> [Things to do]:
A - In the excerpt on miRNA-gene comodules, why do the authors expect the identified comodules to be related to cancer? Answer in one to three sentences.
B - Extend the excerpt on miRNA-gene comodules with the passage that would come next, picking up after its final sentence.

> [Document excerpt]:
To evaluate the biological relevance of the 49 comodules, we calculated their enrichment in GO biological process terms and KEGG pathways using the hypergeometric test. (This test applies only to the genes in the comodules.) Twenty-six (53.1%) of the gene modules have at least one overrepresented GO biological process term with an FDR-corrected q-value <0.05. Taken together, the modules are enriched in 367 different GO biological processes and 57 KEGG pathways. The most frequently enriched biological processes are nuclear division, immune system process, microtubule-based processes, inflammatory response, response to external stimulus, cell cycle and cell adhesion.

Table 2 provides a list of enriched GO biological processes for selected comodules. When we performed the same test on a set of random modules, only 3.0%(2.4%) were enriched in any GO biological process. These observations demonstrate the power of our method in grouping genes that participate in the same processes or pathways.

3.3 The miRNA-gene comodules are strongly implicated in cancer

Since our input data included the miRNA and gene expression profiles of ovarian cancer samples, we expect the identified comodules to be related to cancer. To verify this, we used a cancer miRNA benchmark dataset of 147 miRNAs from a review article (Koturbash et al., 2010). Each of these miRNAs was reported in the literature to be dysregulated in one or more cancers. Among these, 41 are relevant to ovarian cancer. Note that this dataset does not include any information from the TCGA ovarian cancer data. Our comodules involve 117 different miRNAs, 52 of which belong to the benchmark set of cancer miRNAs. This ratio is highly significant (P=1.1×10−6) (Figure 2). Even more importantly, 21 of the 52 miRNAs shared by our results and the benchmark are related to ovarian cancer, with an enrichment significance of P=7.2×10−6.

Fig. 2.
About 44.4% of the miRNAs in identified comodules have previously been reported to be cancer related (hypergeometric test, P=1.1×10−6). Of these, 21 miRNAs were specifically related to ovarian cancers (hypergeometric test, P=7.2×10 ...

Furthermore, 69.4% of the modules contain at least two miRNAs that are known to be cancer related (see Table 2). For example, module 42 has seven miRNAs, five of which belong to the benchmark. Four of them (mir-199a-5p, mir-199b-3p, mir-127-3p, mir-214) are also reported to play roles in ovarian cancer (Koturbash et al., 2010). Further supporting this interpretation, the genes of this comodule are enriched in numerous cancer-related pathways such as hedgehog signaling pathway, cell differentiation, TGFβ signaling pathway and Wnt signaling pathway.

[Records drawn from a collection]

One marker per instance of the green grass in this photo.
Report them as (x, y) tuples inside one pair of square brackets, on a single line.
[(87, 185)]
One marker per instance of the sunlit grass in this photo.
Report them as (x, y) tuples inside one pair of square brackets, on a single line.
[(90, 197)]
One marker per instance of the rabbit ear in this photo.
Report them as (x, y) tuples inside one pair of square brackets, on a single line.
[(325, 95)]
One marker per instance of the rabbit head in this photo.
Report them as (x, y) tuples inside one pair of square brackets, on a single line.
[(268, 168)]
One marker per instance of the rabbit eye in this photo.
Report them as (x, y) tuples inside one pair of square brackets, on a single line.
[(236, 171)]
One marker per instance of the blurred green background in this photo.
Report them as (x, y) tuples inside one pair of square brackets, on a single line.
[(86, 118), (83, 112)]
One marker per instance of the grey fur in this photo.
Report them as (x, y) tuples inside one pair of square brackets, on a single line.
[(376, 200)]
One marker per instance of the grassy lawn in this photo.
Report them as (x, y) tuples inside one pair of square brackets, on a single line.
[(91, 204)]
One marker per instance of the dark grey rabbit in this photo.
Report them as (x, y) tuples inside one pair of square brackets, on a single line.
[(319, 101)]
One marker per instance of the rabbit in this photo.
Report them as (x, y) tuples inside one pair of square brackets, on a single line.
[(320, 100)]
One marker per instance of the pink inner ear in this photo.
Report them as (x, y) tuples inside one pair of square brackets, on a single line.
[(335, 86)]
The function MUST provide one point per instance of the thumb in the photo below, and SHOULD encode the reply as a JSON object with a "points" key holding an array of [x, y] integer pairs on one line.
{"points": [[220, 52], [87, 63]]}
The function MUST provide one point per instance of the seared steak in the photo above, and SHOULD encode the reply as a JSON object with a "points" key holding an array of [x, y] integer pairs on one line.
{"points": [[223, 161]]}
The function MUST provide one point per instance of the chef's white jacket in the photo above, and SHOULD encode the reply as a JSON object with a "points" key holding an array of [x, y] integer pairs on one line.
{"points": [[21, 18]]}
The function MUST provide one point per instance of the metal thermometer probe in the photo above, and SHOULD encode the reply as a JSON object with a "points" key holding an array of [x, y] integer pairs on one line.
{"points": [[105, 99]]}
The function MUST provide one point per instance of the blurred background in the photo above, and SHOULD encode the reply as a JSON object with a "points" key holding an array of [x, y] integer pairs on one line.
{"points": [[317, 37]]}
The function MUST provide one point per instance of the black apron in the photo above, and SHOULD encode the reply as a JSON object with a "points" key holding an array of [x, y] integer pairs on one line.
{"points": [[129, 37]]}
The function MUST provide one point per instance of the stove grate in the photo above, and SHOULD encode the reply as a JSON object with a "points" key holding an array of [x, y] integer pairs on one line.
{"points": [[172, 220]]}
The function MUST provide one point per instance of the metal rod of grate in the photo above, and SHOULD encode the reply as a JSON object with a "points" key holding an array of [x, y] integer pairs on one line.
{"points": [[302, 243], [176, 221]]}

--

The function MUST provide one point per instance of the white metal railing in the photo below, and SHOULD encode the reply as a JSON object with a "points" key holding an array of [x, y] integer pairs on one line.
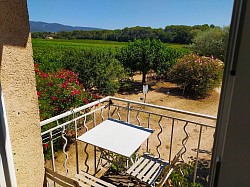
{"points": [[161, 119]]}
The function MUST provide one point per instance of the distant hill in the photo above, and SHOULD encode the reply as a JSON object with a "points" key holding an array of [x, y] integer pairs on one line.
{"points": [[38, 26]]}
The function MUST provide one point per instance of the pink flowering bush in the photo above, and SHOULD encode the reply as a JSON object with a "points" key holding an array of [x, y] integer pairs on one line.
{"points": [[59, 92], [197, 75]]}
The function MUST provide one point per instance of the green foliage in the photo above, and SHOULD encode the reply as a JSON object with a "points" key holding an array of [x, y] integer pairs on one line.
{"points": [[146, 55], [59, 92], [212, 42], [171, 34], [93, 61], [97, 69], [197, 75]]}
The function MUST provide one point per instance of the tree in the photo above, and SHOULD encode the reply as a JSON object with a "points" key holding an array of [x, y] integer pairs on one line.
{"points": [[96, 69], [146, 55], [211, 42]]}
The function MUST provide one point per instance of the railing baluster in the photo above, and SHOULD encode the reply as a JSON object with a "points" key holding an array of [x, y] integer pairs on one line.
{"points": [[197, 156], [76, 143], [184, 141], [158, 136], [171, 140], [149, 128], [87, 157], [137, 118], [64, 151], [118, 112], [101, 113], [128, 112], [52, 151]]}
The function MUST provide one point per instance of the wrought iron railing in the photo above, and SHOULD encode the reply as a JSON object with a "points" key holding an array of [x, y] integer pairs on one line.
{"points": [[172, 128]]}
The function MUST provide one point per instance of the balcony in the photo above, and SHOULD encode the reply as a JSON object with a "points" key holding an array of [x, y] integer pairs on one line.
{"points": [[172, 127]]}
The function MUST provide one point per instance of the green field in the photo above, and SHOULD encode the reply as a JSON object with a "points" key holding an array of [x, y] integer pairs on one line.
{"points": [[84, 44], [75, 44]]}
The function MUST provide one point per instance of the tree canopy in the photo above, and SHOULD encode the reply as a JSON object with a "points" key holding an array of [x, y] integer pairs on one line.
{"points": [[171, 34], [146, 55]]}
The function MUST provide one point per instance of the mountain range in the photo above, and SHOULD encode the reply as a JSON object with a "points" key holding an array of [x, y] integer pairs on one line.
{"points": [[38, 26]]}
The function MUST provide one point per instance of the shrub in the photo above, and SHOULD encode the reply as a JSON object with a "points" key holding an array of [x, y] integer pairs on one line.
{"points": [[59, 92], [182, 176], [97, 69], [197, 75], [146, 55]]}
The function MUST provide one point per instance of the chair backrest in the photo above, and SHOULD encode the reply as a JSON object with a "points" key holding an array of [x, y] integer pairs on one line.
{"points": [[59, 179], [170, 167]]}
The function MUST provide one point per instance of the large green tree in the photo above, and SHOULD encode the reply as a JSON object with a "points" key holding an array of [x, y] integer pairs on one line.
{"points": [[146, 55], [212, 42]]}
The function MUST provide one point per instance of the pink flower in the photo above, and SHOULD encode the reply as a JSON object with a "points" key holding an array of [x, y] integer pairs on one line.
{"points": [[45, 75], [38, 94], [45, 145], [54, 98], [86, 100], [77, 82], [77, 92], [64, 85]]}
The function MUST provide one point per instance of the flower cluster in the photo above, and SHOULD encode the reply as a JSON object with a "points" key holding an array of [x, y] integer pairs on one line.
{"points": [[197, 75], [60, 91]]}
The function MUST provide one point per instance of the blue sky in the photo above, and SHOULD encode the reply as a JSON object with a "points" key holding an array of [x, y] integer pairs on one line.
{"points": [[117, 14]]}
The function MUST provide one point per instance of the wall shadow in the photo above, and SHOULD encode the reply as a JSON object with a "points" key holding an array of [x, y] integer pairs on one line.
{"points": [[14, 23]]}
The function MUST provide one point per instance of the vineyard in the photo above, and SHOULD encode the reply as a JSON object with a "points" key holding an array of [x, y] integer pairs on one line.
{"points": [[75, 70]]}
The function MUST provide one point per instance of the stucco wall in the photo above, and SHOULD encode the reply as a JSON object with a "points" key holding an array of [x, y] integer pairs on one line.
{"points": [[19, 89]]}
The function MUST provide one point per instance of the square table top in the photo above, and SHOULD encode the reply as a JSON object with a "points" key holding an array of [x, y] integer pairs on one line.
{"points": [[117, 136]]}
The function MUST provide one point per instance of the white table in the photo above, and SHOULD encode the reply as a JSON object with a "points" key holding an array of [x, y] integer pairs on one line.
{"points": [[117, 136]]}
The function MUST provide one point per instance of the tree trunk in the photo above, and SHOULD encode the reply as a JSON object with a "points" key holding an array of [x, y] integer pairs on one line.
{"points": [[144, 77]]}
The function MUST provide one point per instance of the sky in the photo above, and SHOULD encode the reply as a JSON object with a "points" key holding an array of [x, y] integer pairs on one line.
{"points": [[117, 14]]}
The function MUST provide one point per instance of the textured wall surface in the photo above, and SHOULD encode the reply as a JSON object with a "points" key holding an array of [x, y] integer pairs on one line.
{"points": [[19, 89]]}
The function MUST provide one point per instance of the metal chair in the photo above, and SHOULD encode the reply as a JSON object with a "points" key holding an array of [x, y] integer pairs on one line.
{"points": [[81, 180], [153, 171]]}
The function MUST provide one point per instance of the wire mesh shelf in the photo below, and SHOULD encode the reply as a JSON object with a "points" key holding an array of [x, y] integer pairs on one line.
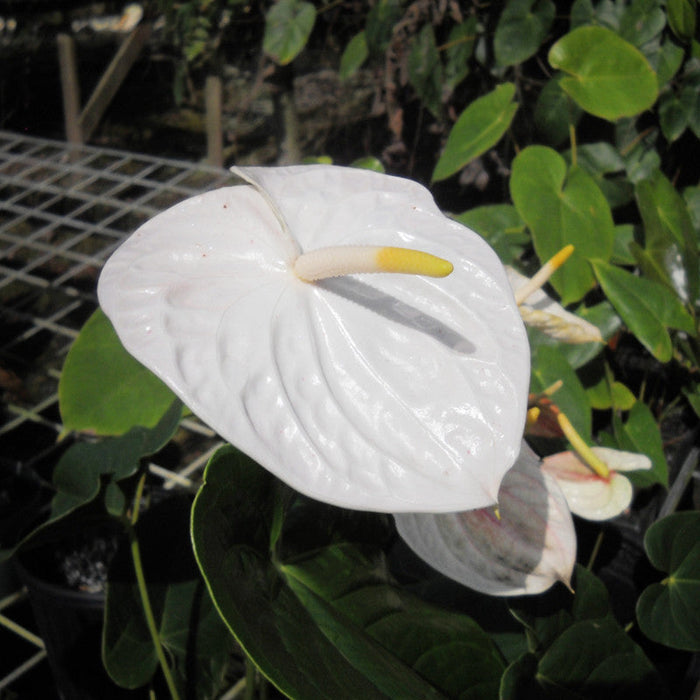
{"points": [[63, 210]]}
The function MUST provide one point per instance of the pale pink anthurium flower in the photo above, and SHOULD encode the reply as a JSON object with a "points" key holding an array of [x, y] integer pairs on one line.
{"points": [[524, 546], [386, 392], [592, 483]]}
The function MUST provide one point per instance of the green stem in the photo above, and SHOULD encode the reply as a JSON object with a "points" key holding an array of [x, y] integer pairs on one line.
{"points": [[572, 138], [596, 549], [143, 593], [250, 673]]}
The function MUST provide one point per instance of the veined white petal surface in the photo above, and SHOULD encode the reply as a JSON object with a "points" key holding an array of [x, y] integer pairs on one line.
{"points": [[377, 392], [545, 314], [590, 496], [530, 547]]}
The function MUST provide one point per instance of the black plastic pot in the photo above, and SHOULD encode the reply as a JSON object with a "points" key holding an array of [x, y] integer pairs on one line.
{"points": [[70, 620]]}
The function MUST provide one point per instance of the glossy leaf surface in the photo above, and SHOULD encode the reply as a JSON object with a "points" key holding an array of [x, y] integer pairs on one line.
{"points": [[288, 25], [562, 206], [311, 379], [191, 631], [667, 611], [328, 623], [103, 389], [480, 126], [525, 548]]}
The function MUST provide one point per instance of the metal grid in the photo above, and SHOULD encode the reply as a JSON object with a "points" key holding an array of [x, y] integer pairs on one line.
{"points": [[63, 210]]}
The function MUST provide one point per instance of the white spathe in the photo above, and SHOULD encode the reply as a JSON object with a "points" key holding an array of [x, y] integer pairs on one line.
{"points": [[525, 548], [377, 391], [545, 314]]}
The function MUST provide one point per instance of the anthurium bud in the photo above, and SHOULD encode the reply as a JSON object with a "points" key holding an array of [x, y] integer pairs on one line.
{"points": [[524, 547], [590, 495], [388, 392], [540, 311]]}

> [Set of answers]:
A - The authors expect this because their input data included the miRNA and gene expression profiles of ovarian cancer samples.

B -
We explored cancer gene enrichment in the gene modules using the large-scale, human-curated knowledge database of the IPA system. Most of the modules (63.3%) are highly enriched in cancer genes (multiple test corrected P-value <0.05, as reported by the IPA system). Moreover, 10 of the modules are significantly enriched in ovarian cancer genes (see Supplementary Table S2 in the Supplementary Material). For example, the 129 genes in module 23 include 64 cancer genes and 13 ovarian cancer genes. This module is overrepresented in several cancer-related pathways, including cell communication, TGFβ signaling pathway and PPAR signaling pathway. These observations confirm that the miRNA-gene comodules discovered in this study play important roles in various cancers, especially ovarian cancers.

3.4 Network analysis of the comodules shed light on regulatory circuits

Based on the principle of our method, the genes in a comodule are likely to function together as a network, and miRNAs in a comodule are likely to cooperatively target groups of networked genes. We found that in many of the comodules identified by our method, the genes can be organized into highly connected networks using the IPA system and its database of molecular interactions (Calvano et al., 2005). Specifically, based on the IPA system, we found 67.4% of the comodules are significantly connected to form at least one highly significant scored network with cutoff larger than 30.

For example, from comodule 40 we constructed a dense network of 35 genes (based on the default settings of the software) (Figure 3). According to the IPA system, this network is significantly enriched with genes participating in cell death, the cell cycle, tumor morphology, cellular growth and proliferation and tissue development. Strikingly, miR-222 and miRNA-99a are anti-correlated with 19 genes in this network (Pearson's correlation coefficients <−0.21, P-values <5.0×10−5). This widespread anti-correlation strongly implies that the two miRNAs participate in regulating the overrepresented biological processes in the comodule. In other words, we can transfer those functions to these two miRNAs, especially to miR-222 which is anti-correlated with 17 genes. Moreover, the literature reports that both miR-222 and miR-99a are dysregulated in various cancers (Koturbash et al., 2010). In a recent study, miR-222 has been implicated in the survival rate of patients with sporadic ovarian cancer (Wurz et al., 2010).

Fig. 3.
Network analysis of comodule 40. (A) The highly connected network consists mainly of genes in comodule 40 (orange nodes), but also includes 6 genes identified using the IPA system (white nodes). Two miRNAs (miR-222, miR-99a, green nodes) are also shown. ...

Finally, we note that based on our input knowledge (the miRNA-gene interaction data), miR-222 is linked to this network through just two genes: KIF20B and STMN1. However, the complementary information on gene–gene connections and miRNA–gene expression (anti-)correlations permits us to place miR-222 in a comodule with many other genes that could be direct or indirect targets. These results, including the comodule's high level of enrichment in known cancer miRNAs, cancer genes, and cancer-related processes and interactions, shed light on a miRNA-gene regulatory circuit that plays an important functional role in ovarian cancer and possibly other cancers.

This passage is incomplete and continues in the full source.